Extracted text:
Indian running: the remarkable history and achievements of Native American long-distance runners

A Review of Peter Nabokov,  Indian Running, Native American History & Tradition.  Santa Fe: Ancient City Press, 1981.

For better or worse, Chris McDougall’s Born To Run has ensured that the Tarahumara will never again enjoy the status of a “secret” tribe of running prodigies hidden in the canyons of Mexico.   Some twenty-five years before McDougall’s bestseller, Peter Nabokov also wrote about the Tarahumara’s running prowess. He presents them not as freakish extremes, but as part of a continuum, one expression of a long tradition of Indian running that extended across two continents.

Nabokov invites us to imagine North and South America before the arrival of Europeans as a New World of runners.  From the Arctic to what is now Argentina, the landscape is networked by countless thousands of trails, paths, and roads.  The network extends through the deciduous forests of the Northeast, across the great plains of North America, through the mountains and deserts of the Southwest, through the jungles of Central America and Brazil, and up and down the Pacific coasts of both continents.  Travelling over this landscape, sometimes for journeys of days and many hundreds of miles, are not horses, but light-stepping, supremely fit human runners.   They run as couriers, connecting tribes separated by vast distances, facilitating trade or carrying vital intelligence in times of war.  They run to hunt, tracking deer or antelope for hours until the exhausted animal can be smothered by bare hands.  Men run, women run, children and the old all run.  They run at set times during the year, to mark the movement of seasons, to celebrate and give thanks.  They run for competition and sport, to ensure a good hunt or a good harvest,  to ensure good health, to access altered states of consciousness, to be connected with the sources of power in nature--sun, moon, gods, animals, wind, river, sky.    

What we know of these traditions has for the most part survived only in fragments, reports, stories. Hernan Cortes wrote that within 24 hours of his landfall, a coordinated system of runners had relayed the news to Montezuma, 260 miles away.  In 1690, a mysterious millenarian leader named Po’pay organized a group of runners to fan out from the Taos Pueblo to villages across what is now New Mexico and Arizona. Carrying knotted cords to mark time, the runners triggered a simultaneous uprising across hundreds of miles, banishing the Spanish, temporarily, from the region.  In 1903, 60 runners approached the Zuni Pueblo carrying bundles of sacred reads and holding live tortoises; they had reportedly been involved in this ritual run for four days and for some 120 miles. Surviving into the twentieth century were running competitions such as the kick-stick races of the Southwest, the “world around” races of Plains Indians, and the astonishing log-carrying races in the Brazilian jungle.

Written task 1: In the review of Indian Running, replace "Tarahumara" with "Rarámuri" and reproduce the part that opens with the words containing "A Review of" and closes with "across two continents.".

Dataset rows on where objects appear

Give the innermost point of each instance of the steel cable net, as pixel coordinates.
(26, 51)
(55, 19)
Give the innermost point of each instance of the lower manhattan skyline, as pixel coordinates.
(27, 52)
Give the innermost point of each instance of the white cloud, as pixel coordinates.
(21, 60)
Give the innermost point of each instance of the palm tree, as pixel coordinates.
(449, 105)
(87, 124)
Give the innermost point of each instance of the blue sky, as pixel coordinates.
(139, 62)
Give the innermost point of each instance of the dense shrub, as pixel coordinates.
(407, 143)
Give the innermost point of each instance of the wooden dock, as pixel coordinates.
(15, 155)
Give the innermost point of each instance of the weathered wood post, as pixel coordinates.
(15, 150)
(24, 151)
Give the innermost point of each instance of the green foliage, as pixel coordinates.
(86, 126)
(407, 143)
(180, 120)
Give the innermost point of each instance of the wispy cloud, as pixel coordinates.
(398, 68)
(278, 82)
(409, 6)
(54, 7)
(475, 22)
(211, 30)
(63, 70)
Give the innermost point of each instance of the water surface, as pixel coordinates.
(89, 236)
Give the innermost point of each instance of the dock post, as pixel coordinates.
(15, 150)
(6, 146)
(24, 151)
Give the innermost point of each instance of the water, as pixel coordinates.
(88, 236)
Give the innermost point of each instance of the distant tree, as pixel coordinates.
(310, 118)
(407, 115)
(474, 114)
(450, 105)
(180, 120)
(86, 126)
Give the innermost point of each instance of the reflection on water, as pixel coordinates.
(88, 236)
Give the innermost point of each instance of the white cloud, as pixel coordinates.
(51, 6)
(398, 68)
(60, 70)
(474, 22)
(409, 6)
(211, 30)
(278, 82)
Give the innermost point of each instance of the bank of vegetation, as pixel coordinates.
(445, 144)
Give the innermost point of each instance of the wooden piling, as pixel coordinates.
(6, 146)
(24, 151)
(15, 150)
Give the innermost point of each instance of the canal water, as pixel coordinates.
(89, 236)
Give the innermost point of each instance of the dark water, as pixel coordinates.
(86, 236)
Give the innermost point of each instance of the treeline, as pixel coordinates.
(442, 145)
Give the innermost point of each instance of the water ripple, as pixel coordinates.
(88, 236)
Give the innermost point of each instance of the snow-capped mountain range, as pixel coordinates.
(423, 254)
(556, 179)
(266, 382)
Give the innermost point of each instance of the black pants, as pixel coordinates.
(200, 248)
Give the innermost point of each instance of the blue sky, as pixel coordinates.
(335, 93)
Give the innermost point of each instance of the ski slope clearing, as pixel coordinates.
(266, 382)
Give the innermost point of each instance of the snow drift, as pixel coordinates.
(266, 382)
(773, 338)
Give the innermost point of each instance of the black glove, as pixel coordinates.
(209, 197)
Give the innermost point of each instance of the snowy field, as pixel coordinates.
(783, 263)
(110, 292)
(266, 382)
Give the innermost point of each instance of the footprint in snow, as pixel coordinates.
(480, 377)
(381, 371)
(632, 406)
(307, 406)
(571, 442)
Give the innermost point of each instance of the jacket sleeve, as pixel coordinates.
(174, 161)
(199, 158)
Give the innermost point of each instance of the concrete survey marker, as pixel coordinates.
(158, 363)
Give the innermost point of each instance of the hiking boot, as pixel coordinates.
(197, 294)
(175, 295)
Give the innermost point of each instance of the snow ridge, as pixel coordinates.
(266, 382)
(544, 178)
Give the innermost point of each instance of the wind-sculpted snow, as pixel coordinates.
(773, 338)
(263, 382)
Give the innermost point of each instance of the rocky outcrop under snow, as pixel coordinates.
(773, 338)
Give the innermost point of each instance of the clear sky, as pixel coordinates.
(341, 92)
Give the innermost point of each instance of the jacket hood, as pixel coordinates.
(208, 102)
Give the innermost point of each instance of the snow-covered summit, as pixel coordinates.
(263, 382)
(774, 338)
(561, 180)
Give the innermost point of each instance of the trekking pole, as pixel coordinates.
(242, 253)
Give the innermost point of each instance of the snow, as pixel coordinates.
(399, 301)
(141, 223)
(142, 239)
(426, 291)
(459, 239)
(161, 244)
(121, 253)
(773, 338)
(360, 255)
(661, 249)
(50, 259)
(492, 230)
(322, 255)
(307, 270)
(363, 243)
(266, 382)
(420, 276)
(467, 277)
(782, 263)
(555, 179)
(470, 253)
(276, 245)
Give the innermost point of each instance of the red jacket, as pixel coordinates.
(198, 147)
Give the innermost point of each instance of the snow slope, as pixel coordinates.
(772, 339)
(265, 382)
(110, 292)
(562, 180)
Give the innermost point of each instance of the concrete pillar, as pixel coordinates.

Written task 2: Give the dataset rows as a JSON list of strings, one string per line with blank lines omitted, covering the part that opens with the line containing "Give the innermost point of each instance of the wind-sculpted" and continues through the last of the rows, both ends included.

Correct response 1:
A Review of Peter Nabokov,  Indian Running, Native American History & Tradition.  Santa Fe: Ancient City Press, 1981.

For better or worse, Chris McDougall’s Born To Run has ensured that the Rarámuri will never again enjoy the status of a “secret” tribe of running prodigies hidden in the canyons of Mexico.   Some twenty-five years before McDougall’s bestseller, Peter Nabokov also wrote about the Rarámuri’s running prowess. He presents them not as freakish extremes, but as part of a continuum, one expression of a long tradition of Indian running that extended across two continents.

Correct response 2:
[
  "Give the innermost point of each instance of the wind-sculpted snow, as pixel coordinates.",
  "(773, 338)",
  "(263, 382)",
  "Give the innermost point of each instance of the rocky outcrop under snow, as pixel coordinates.",
  "(773, 338)",
  "Give the innermost point of each instance of the clear sky, as pixel coordinates.",
  "(341, 92)",
  "Give the innermost point of each instance of the jacket hood, as pixel coordinates.",
  "(208, 102)",
  "Give the innermost point of each instance of the snow-covered summit, as pixel coordinates.",
  "(263, 382)",
  "(774, 338)",
  "(561, 180)",
  "Give the innermost point of each instance of the trekking pole, as pixel coordinates.",
  "(242, 253)",
  "Give the innermost point of each instance of the snow, as pixel coordinates.",
  "(399, 301)",
  "(141, 223)",
  "(142, 239)",
  "(426, 291)",
  "(459, 239)",
  "(161, 244)",
  "(121, 253)",
  "(773, 338)",
  "(360, 255)",
  "(661, 249)",
  "(50, 259)",
  "(492, 230)",
  "(322, 255)",
  "(307, 270)",
  "(363, 243)",
  "(266, 382)",
  "(420, 276)",
  "(467, 277)",
  "(782, 263)",
  "(555, 179)",
  "(470, 253)",
  "(276, 245)",
  "Give the innermost point of each instance of the red jacket, as pixel coordinates.",
  "(198, 147)",
  "Give the innermost point of each instance of the snow slope, as pixel coordinates.",
  "(772, 339)",
  "(265, 382)",
  "(110, 292)",
  "(562, 180)",
  "Give the innermost point of each instance of the concrete pillar, as pixel coordinates."
]